**About this task:** All lines from the one with "For every instance of the tall" through the close of the records below are to be set down exactly, and no others.
>>>>>
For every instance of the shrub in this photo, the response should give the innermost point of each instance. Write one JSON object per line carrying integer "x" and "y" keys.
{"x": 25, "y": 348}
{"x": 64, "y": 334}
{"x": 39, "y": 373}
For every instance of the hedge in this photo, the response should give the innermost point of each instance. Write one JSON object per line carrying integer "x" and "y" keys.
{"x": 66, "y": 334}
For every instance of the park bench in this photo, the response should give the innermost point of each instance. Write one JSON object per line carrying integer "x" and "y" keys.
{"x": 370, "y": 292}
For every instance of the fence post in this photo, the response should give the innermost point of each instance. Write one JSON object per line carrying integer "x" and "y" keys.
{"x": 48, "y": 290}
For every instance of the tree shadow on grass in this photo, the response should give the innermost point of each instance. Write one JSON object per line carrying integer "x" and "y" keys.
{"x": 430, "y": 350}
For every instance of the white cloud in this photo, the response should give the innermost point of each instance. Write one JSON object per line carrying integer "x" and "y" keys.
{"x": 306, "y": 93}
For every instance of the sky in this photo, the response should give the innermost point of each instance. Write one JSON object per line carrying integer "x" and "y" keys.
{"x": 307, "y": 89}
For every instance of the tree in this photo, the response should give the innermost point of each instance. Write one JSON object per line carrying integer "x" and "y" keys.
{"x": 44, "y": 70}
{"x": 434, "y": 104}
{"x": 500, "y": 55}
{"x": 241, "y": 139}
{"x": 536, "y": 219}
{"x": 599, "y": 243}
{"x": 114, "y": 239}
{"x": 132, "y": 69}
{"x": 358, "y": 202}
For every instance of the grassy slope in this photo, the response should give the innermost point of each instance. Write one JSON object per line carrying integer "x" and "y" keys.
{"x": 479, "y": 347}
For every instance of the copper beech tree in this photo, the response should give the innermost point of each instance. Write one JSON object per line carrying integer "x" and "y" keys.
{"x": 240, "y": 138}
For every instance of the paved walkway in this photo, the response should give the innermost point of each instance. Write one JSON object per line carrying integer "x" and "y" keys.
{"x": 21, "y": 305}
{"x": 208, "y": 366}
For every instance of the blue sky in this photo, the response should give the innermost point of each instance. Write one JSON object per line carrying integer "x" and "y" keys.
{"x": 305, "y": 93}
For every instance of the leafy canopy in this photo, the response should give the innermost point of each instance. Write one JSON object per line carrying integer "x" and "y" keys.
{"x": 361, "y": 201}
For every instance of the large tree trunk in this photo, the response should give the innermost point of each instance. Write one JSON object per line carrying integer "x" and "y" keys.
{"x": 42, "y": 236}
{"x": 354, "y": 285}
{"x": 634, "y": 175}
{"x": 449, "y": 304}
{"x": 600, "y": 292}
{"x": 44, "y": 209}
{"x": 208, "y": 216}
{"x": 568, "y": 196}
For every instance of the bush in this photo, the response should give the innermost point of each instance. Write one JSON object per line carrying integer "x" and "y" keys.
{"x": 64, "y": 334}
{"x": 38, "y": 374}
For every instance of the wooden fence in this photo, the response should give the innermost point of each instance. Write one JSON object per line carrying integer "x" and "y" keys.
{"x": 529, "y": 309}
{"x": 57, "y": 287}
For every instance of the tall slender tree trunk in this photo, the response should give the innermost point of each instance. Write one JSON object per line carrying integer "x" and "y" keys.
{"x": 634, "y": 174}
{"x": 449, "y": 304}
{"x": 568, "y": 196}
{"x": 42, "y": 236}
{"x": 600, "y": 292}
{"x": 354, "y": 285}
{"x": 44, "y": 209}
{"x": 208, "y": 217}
<<<<<
**Answer box:**
For every instance of the tall slender tree trunk in this photo, the response should give the innermost point of each instance. Write one JSON object per line carrying integer "x" and "y" keys.
{"x": 634, "y": 174}
{"x": 449, "y": 304}
{"x": 568, "y": 196}
{"x": 42, "y": 236}
{"x": 600, "y": 292}
{"x": 354, "y": 285}
{"x": 44, "y": 209}
{"x": 208, "y": 217}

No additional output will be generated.